Required action:
Down to the last line, output the records below exactly.

● ● ● ● ● ● ●

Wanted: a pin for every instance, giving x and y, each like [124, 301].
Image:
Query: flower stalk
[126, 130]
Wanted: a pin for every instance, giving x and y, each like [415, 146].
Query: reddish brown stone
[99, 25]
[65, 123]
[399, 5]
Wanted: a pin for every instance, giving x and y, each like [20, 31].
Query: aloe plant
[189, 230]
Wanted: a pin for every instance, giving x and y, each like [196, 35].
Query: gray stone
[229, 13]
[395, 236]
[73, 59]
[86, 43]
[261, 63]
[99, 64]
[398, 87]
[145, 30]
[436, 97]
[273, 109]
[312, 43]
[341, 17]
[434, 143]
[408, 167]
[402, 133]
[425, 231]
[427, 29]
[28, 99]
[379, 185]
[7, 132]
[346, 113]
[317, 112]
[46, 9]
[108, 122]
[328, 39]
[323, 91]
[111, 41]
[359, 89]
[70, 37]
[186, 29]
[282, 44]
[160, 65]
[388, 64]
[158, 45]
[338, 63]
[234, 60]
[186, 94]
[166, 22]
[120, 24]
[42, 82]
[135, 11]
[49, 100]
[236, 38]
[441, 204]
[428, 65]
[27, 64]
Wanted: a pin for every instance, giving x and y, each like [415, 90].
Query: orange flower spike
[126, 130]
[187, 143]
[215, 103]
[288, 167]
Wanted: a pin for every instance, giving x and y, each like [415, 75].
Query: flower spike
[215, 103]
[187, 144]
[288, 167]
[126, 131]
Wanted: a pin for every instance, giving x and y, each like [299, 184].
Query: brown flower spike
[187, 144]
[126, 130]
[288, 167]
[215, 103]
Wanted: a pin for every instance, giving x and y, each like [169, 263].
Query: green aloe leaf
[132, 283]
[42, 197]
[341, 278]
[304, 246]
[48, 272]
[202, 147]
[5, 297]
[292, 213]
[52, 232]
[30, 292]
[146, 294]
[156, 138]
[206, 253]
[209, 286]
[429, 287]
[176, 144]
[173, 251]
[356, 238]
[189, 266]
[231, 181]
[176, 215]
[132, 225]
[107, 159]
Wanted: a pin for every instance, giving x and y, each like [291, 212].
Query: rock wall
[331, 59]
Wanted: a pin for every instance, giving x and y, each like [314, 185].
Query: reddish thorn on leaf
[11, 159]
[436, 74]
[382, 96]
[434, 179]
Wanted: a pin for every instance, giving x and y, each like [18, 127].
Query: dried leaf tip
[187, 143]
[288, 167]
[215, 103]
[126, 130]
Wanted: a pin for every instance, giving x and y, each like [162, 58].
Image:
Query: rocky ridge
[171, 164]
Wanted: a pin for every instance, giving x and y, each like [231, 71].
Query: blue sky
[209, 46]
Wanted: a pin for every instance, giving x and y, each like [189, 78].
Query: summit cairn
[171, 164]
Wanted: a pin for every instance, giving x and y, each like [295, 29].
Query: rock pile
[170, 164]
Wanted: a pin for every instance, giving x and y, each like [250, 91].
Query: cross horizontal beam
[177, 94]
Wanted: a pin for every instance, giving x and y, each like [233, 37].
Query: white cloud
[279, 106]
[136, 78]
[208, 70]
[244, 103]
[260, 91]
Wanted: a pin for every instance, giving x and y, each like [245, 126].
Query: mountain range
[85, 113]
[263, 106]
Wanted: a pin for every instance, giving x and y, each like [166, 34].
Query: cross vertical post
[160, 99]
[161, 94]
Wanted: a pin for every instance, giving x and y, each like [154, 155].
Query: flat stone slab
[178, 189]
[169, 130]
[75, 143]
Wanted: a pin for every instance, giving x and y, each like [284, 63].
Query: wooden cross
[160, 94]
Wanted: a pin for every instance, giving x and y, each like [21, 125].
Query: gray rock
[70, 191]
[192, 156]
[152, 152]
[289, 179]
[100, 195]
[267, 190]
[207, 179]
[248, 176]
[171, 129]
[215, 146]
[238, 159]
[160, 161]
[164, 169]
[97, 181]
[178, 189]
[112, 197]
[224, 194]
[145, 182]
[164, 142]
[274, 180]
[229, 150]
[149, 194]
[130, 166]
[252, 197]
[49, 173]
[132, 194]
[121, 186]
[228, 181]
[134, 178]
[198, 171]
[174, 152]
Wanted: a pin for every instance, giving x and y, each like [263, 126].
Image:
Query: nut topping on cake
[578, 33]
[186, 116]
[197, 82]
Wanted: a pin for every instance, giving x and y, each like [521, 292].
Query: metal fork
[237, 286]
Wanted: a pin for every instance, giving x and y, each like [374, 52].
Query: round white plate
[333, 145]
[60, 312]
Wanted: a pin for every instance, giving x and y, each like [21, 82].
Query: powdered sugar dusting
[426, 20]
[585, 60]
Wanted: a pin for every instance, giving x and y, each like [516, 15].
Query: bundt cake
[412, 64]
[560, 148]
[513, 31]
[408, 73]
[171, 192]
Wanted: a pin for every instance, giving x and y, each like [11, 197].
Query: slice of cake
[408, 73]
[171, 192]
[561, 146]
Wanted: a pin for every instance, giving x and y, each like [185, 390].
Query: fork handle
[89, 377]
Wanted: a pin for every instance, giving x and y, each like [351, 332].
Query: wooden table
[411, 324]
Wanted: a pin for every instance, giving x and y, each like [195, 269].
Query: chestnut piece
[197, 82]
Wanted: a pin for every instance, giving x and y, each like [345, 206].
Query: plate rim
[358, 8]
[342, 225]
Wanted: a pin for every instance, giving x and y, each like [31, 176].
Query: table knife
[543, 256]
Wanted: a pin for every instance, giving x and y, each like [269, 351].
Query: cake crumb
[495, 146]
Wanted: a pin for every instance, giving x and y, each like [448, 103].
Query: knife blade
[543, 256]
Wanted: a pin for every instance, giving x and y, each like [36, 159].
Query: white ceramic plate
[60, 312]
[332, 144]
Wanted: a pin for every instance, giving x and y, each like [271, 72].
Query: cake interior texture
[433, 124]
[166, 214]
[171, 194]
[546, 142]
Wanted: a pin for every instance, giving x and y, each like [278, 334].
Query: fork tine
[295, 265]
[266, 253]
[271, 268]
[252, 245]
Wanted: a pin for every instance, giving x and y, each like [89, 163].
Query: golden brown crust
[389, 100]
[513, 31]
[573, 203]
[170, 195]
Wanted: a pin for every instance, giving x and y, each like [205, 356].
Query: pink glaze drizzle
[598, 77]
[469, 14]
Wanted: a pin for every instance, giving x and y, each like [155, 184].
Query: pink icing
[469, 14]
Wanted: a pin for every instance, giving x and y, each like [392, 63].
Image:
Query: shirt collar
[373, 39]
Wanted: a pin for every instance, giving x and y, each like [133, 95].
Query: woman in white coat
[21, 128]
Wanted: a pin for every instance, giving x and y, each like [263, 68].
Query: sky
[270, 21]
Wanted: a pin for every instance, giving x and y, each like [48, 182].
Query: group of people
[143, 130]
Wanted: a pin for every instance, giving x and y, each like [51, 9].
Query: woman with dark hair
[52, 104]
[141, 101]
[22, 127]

● ● ● ● ● ● ●

Response:
Wanted: a pin for every instance, giving x and y, each like [124, 301].
Image:
Query: flower stalk
[126, 130]
Wanted: a pin for every instance, giving x and y, each like [415, 146].
Query: reddish brown stone
[99, 25]
[65, 123]
[399, 5]
Wanted: a pin for every instance, giving x and y, each like [20, 31].
Query: aloe plant
[189, 230]
Wanted: a pin for every instance, giving x and y, each like [196, 35].
Query: gray stone
[229, 13]
[395, 236]
[73, 59]
[86, 43]
[261, 63]
[99, 64]
[398, 87]
[145, 30]
[436, 97]
[273, 109]
[312, 43]
[341, 17]
[434, 143]
[408, 167]
[402, 133]
[425, 231]
[427, 29]
[28, 99]
[379, 185]
[7, 132]
[346, 113]
[317, 112]
[46, 9]
[108, 122]
[328, 39]
[323, 91]
[111, 41]
[359, 89]
[70, 37]
[186, 29]
[282, 44]
[160, 65]
[388, 64]
[158, 45]
[338, 63]
[234, 60]
[186, 94]
[166, 22]
[120, 24]
[42, 82]
[135, 11]
[49, 100]
[236, 38]
[441, 204]
[428, 65]
[27, 64]
Wanted: a pin for every instance, giving x and y, each like [415, 90].
Query: orange flower spike
[126, 130]
[187, 143]
[215, 103]
[288, 167]
Wanted: a pin for every instance, giving x and y, each like [415, 75].
Query: flower spike
[215, 103]
[187, 144]
[288, 167]
[126, 131]
Wanted: a pin for every instance, giving x and y, each like [299, 184].
Query: brown flower spike
[187, 144]
[126, 130]
[288, 167]
[215, 103]
Wanted: a pin for every instance, giving x and y, each like [169, 263].
Query: green aloe leaf
[132, 283]
[42, 197]
[341, 278]
[304, 246]
[48, 272]
[202, 147]
[5, 297]
[292, 213]
[52, 232]
[30, 292]
[146, 294]
[156, 138]
[206, 253]
[209, 286]
[429, 287]
[176, 144]
[173, 251]
[356, 238]
[189, 266]
[231, 181]
[176, 215]
[132, 225]
[107, 159]
Wanted: a pin for every instance, giving x and y, each like [291, 212].
Query: rock wall
[331, 59]
Wanted: a pin for every instance, giving x and y, each like [314, 185].
Query: reddish thorn on leaf
[11, 159]
[436, 74]
[382, 96]
[434, 179]
Wanted: a pin for every instance, giving x and y, each like [18, 127].
Query: dried leaf tip
[187, 143]
[288, 167]
[215, 103]
[126, 130]
Wanted: a pin for every instance, giving x and y, each like [162, 58].
Image:
Query: rocky ridge
[171, 164]
Wanted: a pin for every instance, giving x and y, each like [231, 71].
Query: blue sky
[209, 46]
Wanted: a pin for every instance, giving x and y, each like [189, 78].
Query: summit cairn
[171, 164]
Wanted: a pin for every instance, giving x and y, each like [295, 29].
Query: rock pile
[170, 164]
Wanted: a pin for every instance, giving x and y, each like [250, 91].
Query: cross horizontal beam
[177, 94]
Wanted: a pin for every instance, giving x and y, each like [233, 37].
Query: white cloud
[279, 106]
[136, 78]
[208, 70]
[244, 103]
[260, 91]
Wanted: a pin for every instance, giving x and y, each like [245, 126].
Query: mountain range
[85, 113]
[263, 106]
Wanted: a pin for every instance, giving x and y, each like [166, 34].
Query: cross vertical post
[160, 99]
[161, 94]
Wanted: a pin for every instance, giving x and y, each like [154, 155].
Query: flat stone slab
[178, 189]
[169, 130]
[75, 143]
Wanted: a pin for every instance, giving x and y, each like [284, 63].
Query: wooden cross
[160, 94]
Wanted: a pin for every instance, giving x and y, each like [21, 125].
Query: gray rock
[70, 191]
[192, 156]
[152, 152]
[289, 179]
[100, 195]
[267, 190]
[207, 179]
[248, 176]
[171, 129]
[215, 146]
[238, 159]
[160, 161]
[164, 169]
[97, 181]
[178, 189]
[112, 197]
[224, 194]
[145, 182]
[164, 142]
[274, 180]
[229, 150]
[149, 194]
[130, 166]
[252, 197]
[49, 173]
[132, 194]
[121, 186]
[228, 181]
[134, 178]
[198, 171]
[174, 152]
Wanted: a pin for every instance, giving x and y, each like [263, 126].
Image:
Query: nut topping on cake
[578, 33]
[186, 116]
[197, 82]
Wanted: a pin for every instance, giving x and y, each like [521, 292].
Query: metal fork
[237, 286]
Wanted: a pin for every instance, giving x and y, each like [374, 52].
Query: round white plate
[333, 145]
[60, 312]
Wanted: a pin for every instance, giving x and y, each like [21, 82].
Query: powdered sugar dusting
[426, 20]
[585, 60]
Wanted: a pin for every instance, giving x and y, each like [516, 15].
Query: bundt cake
[412, 64]
[560, 148]
[513, 31]
[408, 73]
[171, 192]
Wanted: a pin for every instance, giving x and y, each like [11, 197].
Query: slice of cake
[408, 73]
[171, 192]
[561, 146]
Wanted: a pin for every instance, giving x and y, each like [185, 390].
Query: fork handle
[89, 377]
Wanted: a pin for every instance, giving x and y, each like [351, 332].
Query: wooden table
[411, 324]
Wanted: a pin for every instance, giving x and y, each like [195, 269].
Query: chestnut piece
[197, 82]
Wanted: a pin for every instance, giving x and y, each like [345, 206].
Query: plate rim
[358, 8]
[342, 225]
Wanted: a pin for every instance, giving x and y, each like [31, 176].
Query: table knife
[543, 256]
Wanted: a pin for every instance, giving x and y, each like [269, 351].
Query: cake crumb
[495, 146]
Wanted: a pin for every instance, giving x and y, each like [448, 103].
Query: knife blade
[543, 256]
Wanted: a pin for every instance, giving x and y, each like [36, 159].
Query: white ceramic plate
[60, 312]
[332, 144]
Wanted: a pin for every instance, giving x and y, each like [271, 72].
Query: cake interior texture
[433, 124]
[166, 214]
[171, 194]
[546, 142]
Wanted: a pin for every instance, giving x and y, each like [278, 334].
Query: fork tine
[295, 265]
[266, 253]
[271, 268]
[252, 245]
Wanted: a pin for every instance, giving x and y, each like [89, 163].
Query: golden brown crust
[389, 100]
[513, 31]
[573, 203]
[170, 195]
Wanted: a pin for every instance, giving x and y, each like [205, 356].
Query: pink glaze drizzle
[598, 77]
[469, 14]
Wanted: a pin for every instance, giving x and y, each like [155, 184].
Query: pink icing
[469, 14]
Wanted: a pin for every instance, giving x and y, each like [392, 63].
Image:
Query: shirt collar
[373, 39]
Wanted: a pin for every instance, giving x and y, each like [133, 95].
Query: woman in white coat
[21, 128]
Wanted: a pin for every instance, giving x and y, each like [263, 68].
Query: sky
[270, 21]
Wanted: a pin for every instance, giving x and y, each like [48, 182].
Query: group of people
[143, 130]
Wanted: a pin for every instance, giving x and y, each like [51, 9].
Query: woman with dark hair
[52, 104]
[141, 101]
[22, 127]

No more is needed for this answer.